◆ **What is required**
Write out all of the data exactly as it appears.

◆ **Records for the exercise**
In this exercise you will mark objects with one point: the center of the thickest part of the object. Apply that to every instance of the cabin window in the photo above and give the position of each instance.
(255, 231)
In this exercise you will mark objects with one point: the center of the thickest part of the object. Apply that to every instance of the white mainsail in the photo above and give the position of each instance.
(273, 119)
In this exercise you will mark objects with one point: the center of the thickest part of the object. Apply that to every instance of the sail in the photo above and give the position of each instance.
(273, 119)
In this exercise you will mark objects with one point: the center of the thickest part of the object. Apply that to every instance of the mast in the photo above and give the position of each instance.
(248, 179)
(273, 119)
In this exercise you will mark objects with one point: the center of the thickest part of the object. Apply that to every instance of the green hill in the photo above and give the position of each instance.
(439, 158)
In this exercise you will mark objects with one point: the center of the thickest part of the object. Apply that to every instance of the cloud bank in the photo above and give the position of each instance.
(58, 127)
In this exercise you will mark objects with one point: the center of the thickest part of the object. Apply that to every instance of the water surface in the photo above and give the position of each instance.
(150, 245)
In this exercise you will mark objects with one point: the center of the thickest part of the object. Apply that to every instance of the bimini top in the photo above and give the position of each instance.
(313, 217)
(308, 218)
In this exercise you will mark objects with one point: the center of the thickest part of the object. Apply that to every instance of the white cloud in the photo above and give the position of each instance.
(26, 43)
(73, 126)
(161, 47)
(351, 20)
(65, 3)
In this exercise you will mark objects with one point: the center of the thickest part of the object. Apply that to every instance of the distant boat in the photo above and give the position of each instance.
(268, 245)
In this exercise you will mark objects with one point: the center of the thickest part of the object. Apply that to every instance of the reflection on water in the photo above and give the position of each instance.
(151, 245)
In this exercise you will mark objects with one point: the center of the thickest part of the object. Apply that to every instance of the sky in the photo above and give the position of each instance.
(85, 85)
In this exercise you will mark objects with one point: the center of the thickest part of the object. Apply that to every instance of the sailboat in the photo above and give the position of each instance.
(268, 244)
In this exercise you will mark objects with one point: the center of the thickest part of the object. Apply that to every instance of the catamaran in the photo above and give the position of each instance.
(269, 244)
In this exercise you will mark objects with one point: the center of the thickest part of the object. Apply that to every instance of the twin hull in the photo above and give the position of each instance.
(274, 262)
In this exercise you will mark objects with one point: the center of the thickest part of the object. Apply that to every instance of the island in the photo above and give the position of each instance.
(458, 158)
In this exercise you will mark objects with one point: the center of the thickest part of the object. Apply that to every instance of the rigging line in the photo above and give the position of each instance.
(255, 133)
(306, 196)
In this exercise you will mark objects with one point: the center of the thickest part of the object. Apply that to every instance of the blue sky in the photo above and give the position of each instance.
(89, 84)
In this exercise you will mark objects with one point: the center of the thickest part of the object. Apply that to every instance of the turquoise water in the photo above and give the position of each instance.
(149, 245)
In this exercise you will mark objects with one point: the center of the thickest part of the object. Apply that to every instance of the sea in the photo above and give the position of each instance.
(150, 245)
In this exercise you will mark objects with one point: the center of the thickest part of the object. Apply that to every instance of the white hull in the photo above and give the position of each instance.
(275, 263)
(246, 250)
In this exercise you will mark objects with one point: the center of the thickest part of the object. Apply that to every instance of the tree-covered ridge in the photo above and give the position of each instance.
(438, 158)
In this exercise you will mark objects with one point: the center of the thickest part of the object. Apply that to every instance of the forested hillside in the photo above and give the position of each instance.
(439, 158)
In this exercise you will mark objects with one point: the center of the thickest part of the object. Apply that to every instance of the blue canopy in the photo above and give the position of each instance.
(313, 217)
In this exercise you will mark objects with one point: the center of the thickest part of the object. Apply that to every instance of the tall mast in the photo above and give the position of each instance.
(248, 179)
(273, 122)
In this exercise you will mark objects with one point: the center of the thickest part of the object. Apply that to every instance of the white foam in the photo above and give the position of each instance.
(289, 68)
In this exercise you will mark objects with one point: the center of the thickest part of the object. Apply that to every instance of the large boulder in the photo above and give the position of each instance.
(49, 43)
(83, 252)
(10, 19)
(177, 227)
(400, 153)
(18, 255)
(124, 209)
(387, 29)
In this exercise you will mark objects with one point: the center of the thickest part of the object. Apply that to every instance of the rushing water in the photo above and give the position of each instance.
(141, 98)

◆ **The answer**
In this exercise you will mark objects with one point: the center of the thickest part of the object. Apply that to every instance of the cabin window in the photo above and give the position of each instance.
(255, 231)
In this exercise you will mark objects with one point: the center of the thickest part of the object. Apply that to every instance of the white mainsail in the photo above and give the position of each instance.
(273, 119)
In this exercise you will mark objects with one point: the center of the thickest part of the object. Apply that to every instance of the sail in the photo above and give the position of each instance.
(273, 119)
In this exercise you will mark objects with one point: the center of the thickest part of the object. Apply that to every instance of the mast in the photo above and give the position of each instance.
(248, 179)
(273, 119)
In this exercise you will mark objects with one point: the center of the thickest part of the object. Apply that to every instance of the green hill in the photo above and give the position of each instance.
(439, 158)
In this exercise you will mark objects with one point: the center of the thickest part of the object. Apply that to every instance of the cloud bank in the photo above and give the position of each instance.
(58, 127)
In this exercise you will mark objects with one point: the center of the thickest part of the object. Apply that to every instance of the water surface in the photo above and give the position of each instance.
(150, 245)
In this exercise you will mark objects with one point: the center of the thickest part of the object. Apply that to every instance of the bimini top in the photo above and give the position of each instance.
(313, 217)
(308, 218)
In this exercise you will mark objects with one point: the center of the thickest part of the object. Apply that to every instance of the white cloud in the photo above and give the position of each instance.
(26, 43)
(73, 126)
(161, 47)
(351, 20)
(65, 3)
In this exercise you will mark objects with one point: the center of the thickest part of the object. Apply that to every instance of the distant boat in the photo above and give the position of each instance.
(268, 245)
In this exercise you will mark objects with one point: the center of the thickest part of the object. Apply that to every instance of the reflection on water in the photo above and give the position of each instance.
(151, 245)
In this exercise you will mark objects with one point: the center of the thickest part of the object. Apply that to every instance of the sky in the photo above and give the position of each instance.
(85, 85)
In this exercise you will mark objects with one point: the center of the thickest part of the object. Apply that to every instance of the sailboat in the photo above and give the position of each instance.
(268, 244)
In this exercise you will mark objects with one point: the center of the thickest part of the object. Apply that to every instance of the catamaran in the photo above and give the position of each instance.
(269, 244)
In this exercise you will mark objects with one point: the center of the thickest part of the object. Apply that to every instance of the twin hull in the photo above and give the position of each instance.
(274, 262)
In this exercise you will mark objects with one point: the center of the thickest part of the object. Apply that to every instance of the island in the photo above and give the position of each instance.
(458, 158)
In this exercise you will mark objects with one point: the center of the thickest part of the object. Apply that to every instance of the rigging line in the photo above and give the position of each instance.
(255, 133)
(306, 196)
In this exercise you will mark objects with one point: the center of the thickest part of the object. Apply that to every instance of the blue sky in the photo above and give the position of each instance.
(89, 84)
In this exercise you will mark objects with one point: the center of the thickest part of the object. Apply that to every instance of the turquoise water in the photo above and give the position of each instance.
(149, 245)
In this exercise you will mark objects with one point: the center of the thickest part of the object. Apply that to every instance of the sea in the photo above and give the position of each instance.
(150, 245)
In this exercise you will mark objects with one point: the center of the thickest part of the object. Apply that to every instance of the white hull in the photo above and give the position of each instance.
(275, 263)
(246, 250)
In this exercise you will mark objects with one point: the center of the thickest part of the object. Apply that to every instance of the tree-covered ridge in the photo above and give the position of each instance.
(438, 158)
In this exercise you will mark objects with one point: the center of the thickest part of the object. Apply that to every instance of the forested hillside in the photo above and give the position of each instance.
(439, 158)
In this exercise you will mark objects with one point: the center of the thickest part of the object. Apply that to every instance of the blue canopy in the photo above and give the position of each instance.
(313, 217)
In this exercise you will mark objects with one point: the center of the thickest part of the object. Apply that to every instance of the tall mast in the photo above and give the position of each instance.
(248, 179)
(273, 122)
In this exercise you will mark objects with one point: the center of the thickest part of the object. Apply that to every instance of the white foam in the photo above and give the position of each instance.
(289, 68)
In this exercise you will mark objects with one point: the center of the thickest part of the object. Apply that to every instance of the large boulder in the photo above and give the position of each instance.
(49, 43)
(83, 252)
(10, 19)
(177, 227)
(400, 153)
(18, 255)
(124, 209)
(387, 29)
In this exercise you will mark objects with one point: the center of the thickest part of the object. Apply that to every instance of the rushing water in the photo above and give the position of each instance.
(141, 98)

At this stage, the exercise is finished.